Records supplied Start Marker

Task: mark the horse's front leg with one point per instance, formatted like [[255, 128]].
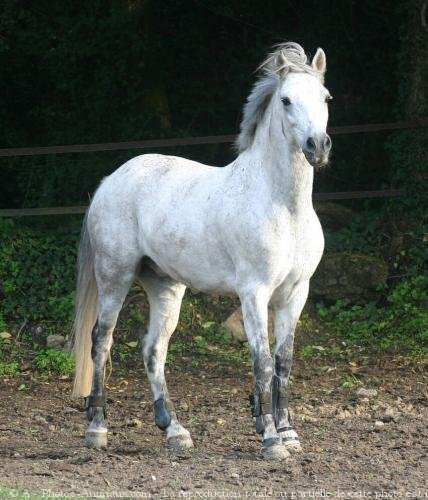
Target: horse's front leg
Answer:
[[287, 313], [255, 315]]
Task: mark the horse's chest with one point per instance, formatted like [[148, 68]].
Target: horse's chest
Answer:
[[300, 250]]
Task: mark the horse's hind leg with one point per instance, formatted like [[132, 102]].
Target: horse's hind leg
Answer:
[[165, 296], [113, 283]]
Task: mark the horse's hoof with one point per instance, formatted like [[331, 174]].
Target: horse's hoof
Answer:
[[290, 440], [293, 446], [180, 442], [275, 452], [96, 438]]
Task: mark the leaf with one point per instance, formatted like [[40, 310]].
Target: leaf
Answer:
[[208, 324]]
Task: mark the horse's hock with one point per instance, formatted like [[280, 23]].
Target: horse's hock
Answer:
[[354, 277]]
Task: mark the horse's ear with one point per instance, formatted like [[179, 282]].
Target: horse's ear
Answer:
[[319, 62]]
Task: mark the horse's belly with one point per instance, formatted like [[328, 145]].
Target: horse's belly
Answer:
[[197, 267]]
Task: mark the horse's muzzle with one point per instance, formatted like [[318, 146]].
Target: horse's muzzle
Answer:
[[317, 150]]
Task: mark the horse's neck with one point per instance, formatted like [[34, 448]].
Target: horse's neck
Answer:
[[275, 162]]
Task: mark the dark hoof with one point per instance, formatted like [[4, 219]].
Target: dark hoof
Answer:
[[290, 440], [180, 442], [293, 446], [275, 452], [96, 438]]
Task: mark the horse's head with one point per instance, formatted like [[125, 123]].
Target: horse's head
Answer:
[[294, 90], [304, 101]]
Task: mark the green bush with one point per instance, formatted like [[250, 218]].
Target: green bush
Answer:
[[401, 324], [54, 361], [37, 272]]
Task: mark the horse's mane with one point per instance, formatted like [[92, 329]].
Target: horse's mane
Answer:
[[288, 57]]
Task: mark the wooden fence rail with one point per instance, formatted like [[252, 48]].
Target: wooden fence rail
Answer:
[[81, 209], [192, 141]]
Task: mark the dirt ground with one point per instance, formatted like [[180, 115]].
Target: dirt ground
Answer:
[[354, 447]]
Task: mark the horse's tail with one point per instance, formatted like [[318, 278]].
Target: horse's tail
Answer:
[[85, 315]]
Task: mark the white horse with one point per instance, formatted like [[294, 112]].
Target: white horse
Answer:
[[247, 229]]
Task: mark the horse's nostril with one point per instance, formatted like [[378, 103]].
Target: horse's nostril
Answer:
[[310, 144], [327, 143]]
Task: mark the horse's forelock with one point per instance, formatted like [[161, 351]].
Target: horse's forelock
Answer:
[[288, 57]]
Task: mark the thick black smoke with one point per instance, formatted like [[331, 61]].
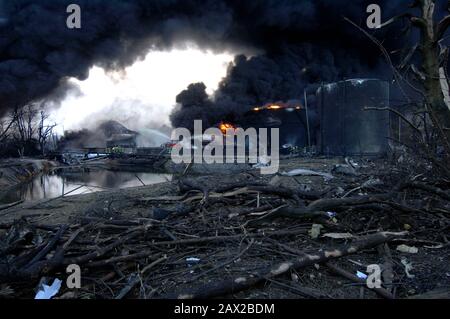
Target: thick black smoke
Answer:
[[303, 41]]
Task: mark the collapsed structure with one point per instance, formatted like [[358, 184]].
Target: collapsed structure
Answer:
[[350, 117], [354, 119]]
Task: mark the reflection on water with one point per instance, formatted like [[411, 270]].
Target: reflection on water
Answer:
[[51, 186]]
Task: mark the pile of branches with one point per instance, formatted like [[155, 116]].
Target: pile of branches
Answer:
[[211, 241]]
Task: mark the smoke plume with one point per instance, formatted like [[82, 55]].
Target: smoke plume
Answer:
[[302, 42]]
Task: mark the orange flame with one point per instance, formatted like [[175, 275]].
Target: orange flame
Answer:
[[226, 126]]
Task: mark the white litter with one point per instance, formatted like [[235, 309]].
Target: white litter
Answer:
[[331, 214], [407, 249], [47, 292], [192, 261], [361, 275], [307, 172], [314, 232], [338, 235], [408, 268]]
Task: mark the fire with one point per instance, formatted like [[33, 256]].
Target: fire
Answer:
[[226, 126]]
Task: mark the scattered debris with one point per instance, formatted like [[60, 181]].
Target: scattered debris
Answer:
[[361, 275], [407, 249], [338, 235], [307, 172], [408, 267], [315, 231], [344, 170], [47, 292]]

Records supplied End Marker

Exercise directions: Using the listing above, print the line containing "Task: mark the scattered" and every line after it exactly, up to and including the last.

Solved exercise:
Task: mark the scattered debris with one point per instance, formatted like [[60, 181]].
Target: scattered debris
Answer:
[[361, 275], [407, 249], [338, 235], [307, 172], [408, 267], [315, 231], [344, 170], [47, 292]]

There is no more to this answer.